● **PROVIDED TEXT**
──────────
Scientific classification
- Kingdom: Animalia
- Phylum: Arthropoda
- Clade: Pancrustacea
- Class: Insecta
- Order: Lepidoptera
- Family: Lasiocampidae
- Subfamily: Lasiocampinae
- Tribe: Lasiocampini
- Genus: Malacosoma Hübner, 1822
- Species: About 26, including: Malacosoma americanum, eastern tent caterpillar; Malacosoma californicum, western tent caterpillar; Malacosoma castrense, ground lackey; Malacosoma disstrium, forest tent caterpillar; Malacosoma neustrium, lackey moth;

= Tent caterpillar =

Moth larvae from the genus Malacosoma

Tent caterpillars are moderately sized caterpillars, or moth larvae, belonging to the genus Malacosoma in the family Lasiocampidae. Twenty-six species have been described, six of which occur in North America and the rest in Eurasia. Some species are considered to have subspecies as well. They are often considered pests for their habit of defoliating trees. They are among the most social of all caterpillars and exhibit many noteworthy behaviors.

Tent caterpillars are readily recognized because they are social, colorful, diurnal and build conspicuous silk tents in the branches of host trees. Some species, such as the eastern tent caterpillar, Malacosoma americanum, and caterpillars of the small eggar moth, Eriogaster lanestris, build a single large tent which is typically occupied through the whole of the larval stage, while others build a series of small tents that are sequentially abandoned. Whereas tent caterpillars make their tents in the nodes and branches of a tree's limbs, fall webworms enclose leaves and small branches at the ends of the limbs.

==Life cycle==
The following description of the tent caterpillar life cycle is based on that of the eastern tent caterpillar, the best-known species. The details of the life histories of other species vary to a small extent.

Tent caterpillars hatch from their eggs in the early spring at the time the leaves of their host trees are just unfolding. The caterpillars establish their tent soon after they hatch. The tent is constructed at a site that intercepts the early morning sun. The position of the tent is critical because the caterpillars must bask in the sun to elevate their temperatures above the cool ambient temperatures that occur in the early spring. Studies have shown that when the body temperature of a caterpillar is less than about 15 °C, digestion cannot occur. The tent consists of discrete layers of silk separated by gaps and the temperature in these compartments varies markedly. Caterpillars can adjust their body temperatures by moving from one compartment to another. On cool mornings they typically rest in a tight aggregate just under a sunlit surface of the tent. It is not uncommon to find that the temperature of the aggregate is as much as 30 C warmer than the surrounding air temperature on cold but sunny spring mornings. Later on in the spring, temperatures may become excessive at midday and the caterpillars may retreat to the shaded outside surface of the tent to cool down.

The digestive physiology of tent caterpillars is tuned to young leaves, and their need to complete their larval development before the leaves of the host trees become too aged for them to eat compels them to feed several times each day. At the onset of a bout of foraging, caterpillars leave the tent en masse, moving to distant feeding sites. Immediately after feeding the caterpillars return to the tent and aggregate in sunlight to facilitate the digestive process. Thus, eastern tent caterpillars are central place foragers. In contrast, the forest tent caterpillar is a nomadic forager that establishes a series of temporary resting sites during the course of its larval development.
──────────
● **DATASET ENTRIES**

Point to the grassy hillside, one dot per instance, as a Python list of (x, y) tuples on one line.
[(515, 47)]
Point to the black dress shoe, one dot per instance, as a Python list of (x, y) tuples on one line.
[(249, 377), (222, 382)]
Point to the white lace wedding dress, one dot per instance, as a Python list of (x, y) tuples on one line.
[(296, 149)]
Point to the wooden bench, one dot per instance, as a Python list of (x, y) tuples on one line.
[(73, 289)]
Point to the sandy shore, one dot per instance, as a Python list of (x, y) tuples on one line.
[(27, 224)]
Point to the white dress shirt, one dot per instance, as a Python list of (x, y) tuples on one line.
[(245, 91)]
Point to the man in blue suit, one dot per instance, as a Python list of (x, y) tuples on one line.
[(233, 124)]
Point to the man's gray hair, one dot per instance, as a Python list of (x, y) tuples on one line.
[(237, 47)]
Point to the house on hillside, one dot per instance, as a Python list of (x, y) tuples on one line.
──────────
● **PROBLEMS TO SOLVE**
- A) According to the tent caterpillar article, below roughly what body temperature can a caterpillar not digest food?
- B) From the tent caterpillar article's scientific classification, list every Malacosoma species it names, each with its common name.
- C) Carry the tent caterpillar article forward from its final sentence.
The listing is separate material and has no connection to the tent caterpillar article.

● **ANSWERS**
- A) About 15 °C.

- B)
- Malacosoma americanum, eastern tent caterpillar
- Malacosoma californicum, western tent caterpillar
- Malacosoma castrense, ground lackey
- Malacosoma disstrium, forest tent caterpillar
- Malacosoma neustrium, lackey moth

- C)
Studies have shown that eastern tent caterpillars recruit their tent mates to go on food finds. Caterpillars move from the tent in search of food, laying down an exploratory pheromone trail as they pass over the branches of the host tree. These chemical exploratory trails allow caterpillars to find their way back to the tent. If a caterpillar finds food and feeds to repletion, it returns to the tent, laying down a recruitment trail that serves to recruit hungry tent mates to its food find. The chemical nature of the pheromone has been determined, but it is unclear how exploratory and recruitment trails differ. The chemical recruitment trail of the eastern tent caterpillar is remarkably similar to the pheromone trails that are used by ants and termites to alert nest mates to the discovery of food.

Leaves consist largely of nondigestible components, and it has been estimated that tent caterpillars void as frass (fecal pellets) nearly half of the energy they ingest. As a consequence, a colony of caterpillars produces large quantities of frass. This is particularly noticeable during outbreaks of the forest tent caterpillar. Frass dropping from treetops in which the caterpillars are feeding create the auditory illusion of rainfall. Tent caterpillars typically have five to six larval instars. It is estimated that the last instar consumes about 80% of all the food taken in by a larva during the whole of its life cycle. Consequently, it is not uncommon for populations of forest tent caterpillars to go unnoticed until the last instar, when their feeding causes extensive defoliation of trees.

Caterpillars grow rapidly and typically complete their larval development in seven to eight weeks. When fully grown, the caterpillars leave the natal tree and seek protected places on the ground or under the eaves of buildings to spin their cocoons. About two weeks later, they emerge as adults. Shortly after eclosing from the cocoon, the female moth secretes a pheromone which draws males to her. Mating typically occurs in the early evening and the mated female, already fully laden with eggs, typically oviposits the full complement later that same evening. The eggs are placed around the circumference of a branch and covered with a frothy material called spumaline. Spumaline is hydrophilic and prevents the eggs from drying out. It also serves as a protective covering which limits the ability of small wasps to parasitize the eggs. Although the male moth may live for a week or more, the female dies soon after laying her eggs. Thus, the whole of the female's adult life may take place in fewer than 24 hours.

Shortly after the egg mass is deposited, embryogenesis begins. Within three weeks or so, small larvae can be found within each egg mass. These pharate larvae lie sequestered within the shells of the eggs until the following spring. Henceforth, these encased larvae are the most durable of the insect's life stages. In northern areas, the pharate larvae are highly freeze-tolerant and can withstand midwinter temperatures of −40 °C or lower.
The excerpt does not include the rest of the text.